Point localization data

--- START ---

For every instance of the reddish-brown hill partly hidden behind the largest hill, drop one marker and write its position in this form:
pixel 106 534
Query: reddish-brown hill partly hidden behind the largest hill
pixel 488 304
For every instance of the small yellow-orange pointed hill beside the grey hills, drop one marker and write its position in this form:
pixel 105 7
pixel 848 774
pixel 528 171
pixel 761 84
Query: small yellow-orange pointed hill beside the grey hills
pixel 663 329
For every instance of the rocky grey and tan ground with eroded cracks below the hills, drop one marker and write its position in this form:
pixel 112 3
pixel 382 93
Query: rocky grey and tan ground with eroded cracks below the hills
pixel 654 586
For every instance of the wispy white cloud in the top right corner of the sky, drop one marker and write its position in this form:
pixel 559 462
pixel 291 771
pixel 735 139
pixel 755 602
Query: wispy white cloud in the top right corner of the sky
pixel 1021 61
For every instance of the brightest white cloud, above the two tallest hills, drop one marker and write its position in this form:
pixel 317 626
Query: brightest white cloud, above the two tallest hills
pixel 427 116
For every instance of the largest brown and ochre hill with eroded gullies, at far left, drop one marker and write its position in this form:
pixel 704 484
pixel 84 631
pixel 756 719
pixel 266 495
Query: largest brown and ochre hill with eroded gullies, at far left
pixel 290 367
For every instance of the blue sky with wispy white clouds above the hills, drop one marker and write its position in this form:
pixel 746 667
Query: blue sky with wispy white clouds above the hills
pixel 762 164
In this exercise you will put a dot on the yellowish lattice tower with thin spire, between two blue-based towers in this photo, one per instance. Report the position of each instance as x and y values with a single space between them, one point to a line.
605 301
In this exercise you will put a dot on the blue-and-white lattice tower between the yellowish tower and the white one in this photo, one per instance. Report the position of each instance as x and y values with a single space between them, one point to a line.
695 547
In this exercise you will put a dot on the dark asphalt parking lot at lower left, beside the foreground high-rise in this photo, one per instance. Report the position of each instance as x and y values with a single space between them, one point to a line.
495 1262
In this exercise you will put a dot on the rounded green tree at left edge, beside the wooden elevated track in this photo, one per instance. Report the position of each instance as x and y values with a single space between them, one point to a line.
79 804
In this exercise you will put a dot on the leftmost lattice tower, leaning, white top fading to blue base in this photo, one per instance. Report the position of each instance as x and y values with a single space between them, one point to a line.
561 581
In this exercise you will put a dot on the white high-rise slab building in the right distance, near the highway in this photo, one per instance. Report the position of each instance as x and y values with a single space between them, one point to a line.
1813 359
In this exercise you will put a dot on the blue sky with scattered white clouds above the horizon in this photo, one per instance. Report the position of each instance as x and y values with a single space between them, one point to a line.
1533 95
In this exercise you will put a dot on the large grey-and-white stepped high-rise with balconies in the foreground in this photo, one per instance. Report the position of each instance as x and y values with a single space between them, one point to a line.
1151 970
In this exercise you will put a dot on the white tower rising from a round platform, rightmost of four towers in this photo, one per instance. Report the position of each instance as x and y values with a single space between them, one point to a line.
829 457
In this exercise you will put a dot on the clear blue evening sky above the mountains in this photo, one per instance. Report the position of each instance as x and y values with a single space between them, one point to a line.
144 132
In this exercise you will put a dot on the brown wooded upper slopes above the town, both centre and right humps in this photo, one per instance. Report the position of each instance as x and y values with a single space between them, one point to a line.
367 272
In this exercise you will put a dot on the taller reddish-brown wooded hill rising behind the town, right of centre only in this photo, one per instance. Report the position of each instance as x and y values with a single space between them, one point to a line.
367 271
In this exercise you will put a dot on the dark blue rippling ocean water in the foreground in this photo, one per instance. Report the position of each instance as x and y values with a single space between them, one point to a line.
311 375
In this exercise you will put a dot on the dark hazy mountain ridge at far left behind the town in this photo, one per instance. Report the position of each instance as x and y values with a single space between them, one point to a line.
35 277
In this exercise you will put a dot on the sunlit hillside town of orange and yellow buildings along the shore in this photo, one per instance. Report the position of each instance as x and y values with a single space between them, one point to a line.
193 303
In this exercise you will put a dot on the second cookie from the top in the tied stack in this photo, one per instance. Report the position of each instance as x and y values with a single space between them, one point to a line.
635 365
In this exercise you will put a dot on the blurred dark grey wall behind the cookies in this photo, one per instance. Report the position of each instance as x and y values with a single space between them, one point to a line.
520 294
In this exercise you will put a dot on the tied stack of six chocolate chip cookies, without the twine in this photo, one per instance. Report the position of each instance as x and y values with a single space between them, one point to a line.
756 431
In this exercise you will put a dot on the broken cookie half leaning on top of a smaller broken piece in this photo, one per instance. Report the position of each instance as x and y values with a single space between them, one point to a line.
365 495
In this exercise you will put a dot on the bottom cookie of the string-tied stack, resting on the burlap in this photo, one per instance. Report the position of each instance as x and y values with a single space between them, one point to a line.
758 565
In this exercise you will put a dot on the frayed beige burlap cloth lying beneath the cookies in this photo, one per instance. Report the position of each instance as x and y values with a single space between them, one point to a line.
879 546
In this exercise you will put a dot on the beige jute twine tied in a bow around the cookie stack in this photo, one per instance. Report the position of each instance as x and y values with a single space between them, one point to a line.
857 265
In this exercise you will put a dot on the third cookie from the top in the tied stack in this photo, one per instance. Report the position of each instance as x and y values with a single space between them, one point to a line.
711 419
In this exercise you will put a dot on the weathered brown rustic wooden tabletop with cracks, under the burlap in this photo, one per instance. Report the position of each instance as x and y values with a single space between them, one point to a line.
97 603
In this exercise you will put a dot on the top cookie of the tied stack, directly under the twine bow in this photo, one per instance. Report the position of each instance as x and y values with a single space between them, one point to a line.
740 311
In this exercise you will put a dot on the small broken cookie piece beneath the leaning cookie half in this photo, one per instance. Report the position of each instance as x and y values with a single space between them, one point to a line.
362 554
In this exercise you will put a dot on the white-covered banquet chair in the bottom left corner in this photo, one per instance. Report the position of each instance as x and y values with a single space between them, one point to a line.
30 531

--- END ---

* Problem to work on
Each line of the data should be transcribed exactly.

* Result of this exercise
For every instance of the reddish-brown hill partly hidden behind the largest hill, drop one marker and write its position in this form:
pixel 106 534
Query: reddish-brown hill partly hidden behind the largest hill
pixel 488 304
For every instance of the small yellow-orange pointed hill beside the grey hills, drop one marker and write its position in this form:
pixel 105 7
pixel 848 774
pixel 528 171
pixel 761 84
Query: small yellow-orange pointed hill beside the grey hills
pixel 663 329
For every instance of the rocky grey and tan ground with eroded cracks below the hills, drop one marker and write its position in this form:
pixel 112 3
pixel 382 93
Query: rocky grey and tan ground with eroded cracks below the hills
pixel 654 586
For every instance of the wispy white cloud in the top right corner of the sky, drop one marker and write its position in this form:
pixel 559 462
pixel 291 771
pixel 735 139
pixel 755 602
Query: wispy white cloud in the top right corner of the sky
pixel 1021 61
For every instance of the brightest white cloud, above the two tallest hills, drop one marker and write its position in this form:
pixel 317 626
Query: brightest white cloud, above the two tallest hills
pixel 427 116
For every instance of the largest brown and ochre hill with eroded gullies, at far left, drop one marker and write its position in this form:
pixel 704 484
pixel 84 631
pixel 756 719
pixel 266 495
Query: largest brown and ochre hill with eroded gullies, at far left
pixel 290 367
For every instance of the blue sky with wispy white clouds above the hills, drop one marker and write its position in this form:
pixel 746 667
Query: blue sky with wispy white clouds above the hills
pixel 762 164
In this exercise you will put a dot on the yellowish lattice tower with thin spire, between two blue-based towers in this photo, one per instance. Report the position of each instance as x and y values with a single space between them, one point to a line.
605 301
In this exercise you will put a dot on the blue-and-white lattice tower between the yellowish tower and the white one in this photo, one per instance. Report the position of each instance as x and y values with a single space between them, one point to a line.
695 547
In this exercise you will put a dot on the dark asphalt parking lot at lower left, beside the foreground high-rise in this photo, one per instance. Report the position of each instance as x and y values with a single space between them, one point to a line.
495 1262
In this exercise you will put a dot on the rounded green tree at left edge, beside the wooden elevated track in this photo, one per instance. Report the position of each instance as x and y values with a single space between them, one point to a line.
79 804
In this exercise you will put a dot on the leftmost lattice tower, leaning, white top fading to blue base in this photo, one per instance. Report the position of each instance as x and y values with a single space between them, one point to a line.
561 581
In this exercise you will put a dot on the white high-rise slab building in the right distance, near the highway in this photo, one per instance. Report the position of each instance as x and y values with a single space between them, one point to a line.
1813 359
In this exercise you will put a dot on the blue sky with scattered white clouds above the horizon in this photo, one per instance. Report the position of each instance as x and y values with a single space between them, one point to a line.
1533 95
In this exercise you will put a dot on the large grey-and-white stepped high-rise with balconies in the foreground in this photo, one per instance. Report the position of each instance as x and y values with a single space between them, one point to a line.
1151 970
In this exercise you will put a dot on the white tower rising from a round platform, rightmost of four towers in this photo, one per instance. Report the position of each instance as x and y values with a single space between them, one point to a line.
829 457
In this exercise you will put a dot on the clear blue evening sky above the mountains in this photo, one per instance. Report the position of each instance as x and y values with a single space between them, one point to a line.
144 132
In this exercise you will put a dot on the brown wooded upper slopes above the town, both centre and right humps in this photo, one per instance. Report the position of each instance as x and y values with a single space between them, one point to a line.
367 272
In this exercise you will put a dot on the taller reddish-brown wooded hill rising behind the town, right of centre only in this photo, one per instance. Report the position of each instance as x and y values with a single space between them, one point to a line.
367 271
In this exercise you will put a dot on the dark blue rippling ocean water in the foreground in this photo, one per instance. Report the position of each instance as x and y values with a single space between them, one point to a line.
311 375
In this exercise you will put a dot on the dark hazy mountain ridge at far left behind the town in this photo, one per instance. Report the position of each instance as x and y values with a single space between them, one point to a line.
35 277
In this exercise you will put a dot on the sunlit hillside town of orange and yellow buildings along the shore in this photo, one per instance. Report the position of each instance as x and y values with a single space between them, one point to a line.
193 303
In this exercise you will put a dot on the second cookie from the top in the tied stack in this photo, one per instance. Report the position of each instance as x and y values with a single space between them, one point to a line.
635 365
In this exercise you will put a dot on the blurred dark grey wall behind the cookies in this photo, one per instance. Report the position of each instance as x and y values with a single space between them, one point to a line.
520 294
In this exercise you will put a dot on the tied stack of six chocolate chip cookies, without the twine in this photo, one per instance. Report the position of each instance as x and y values with a single space between them, one point to a line.
756 431
In this exercise you will put a dot on the broken cookie half leaning on top of a smaller broken piece in this photo, one per instance. Report the position of each instance as x and y values with a single space between them, one point to a line.
365 495
In this exercise you will put a dot on the bottom cookie of the string-tied stack, resting on the burlap in this photo, one per instance. Report the position of each instance as x and y values with a single space between them, one point to a line.
758 565
In this exercise you will put a dot on the frayed beige burlap cloth lying beneath the cookies in this photo, one per instance. Report the position of each instance as x and y values with a single space between them, one point to a line.
879 546
In this exercise you will put a dot on the beige jute twine tied in a bow around the cookie stack in this photo, one per instance. Report the position of each instance as x and y values with a single space between them, one point to a line.
857 265
In this exercise you will put a dot on the third cookie from the top in the tied stack in this photo, one per instance. Report the position of each instance as x and y values with a single space between them, one point to a line.
711 419
In this exercise you will put a dot on the weathered brown rustic wooden tabletop with cracks, under the burlap in this photo, one per instance. Report the position of each instance as x and y values with a single space between them, one point to a line.
97 603
In this exercise you will put a dot on the top cookie of the tied stack, directly under the twine bow in this photo, one per instance. Report the position of each instance as x and y values with a single space between them, one point to a line.
740 311
In this exercise you will put a dot on the small broken cookie piece beneath the leaning cookie half in this photo, one per instance. Report the position of each instance as x and y values with a single space between them, one point to a line.
362 554
In this exercise you will put a dot on the white-covered banquet chair in the bottom left corner in this photo, one per instance. Report the position of each instance as x and y values with a single space between them, one point to a line.
30 531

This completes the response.